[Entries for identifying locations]
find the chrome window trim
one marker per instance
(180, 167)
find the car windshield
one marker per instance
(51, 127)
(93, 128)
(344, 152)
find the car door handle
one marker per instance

[Work instructions]
Lay out every line of the entries above as a numbered list, omitting any blank lines.

[Result of the task]
1. find the chrome window trim
2. one marker per instance
3. (180, 167)
4. find the car windshield
5. one marker per instance
6. (51, 127)
7. (93, 128)
8. (344, 152)
9. find the car door handle
10. one marker per instance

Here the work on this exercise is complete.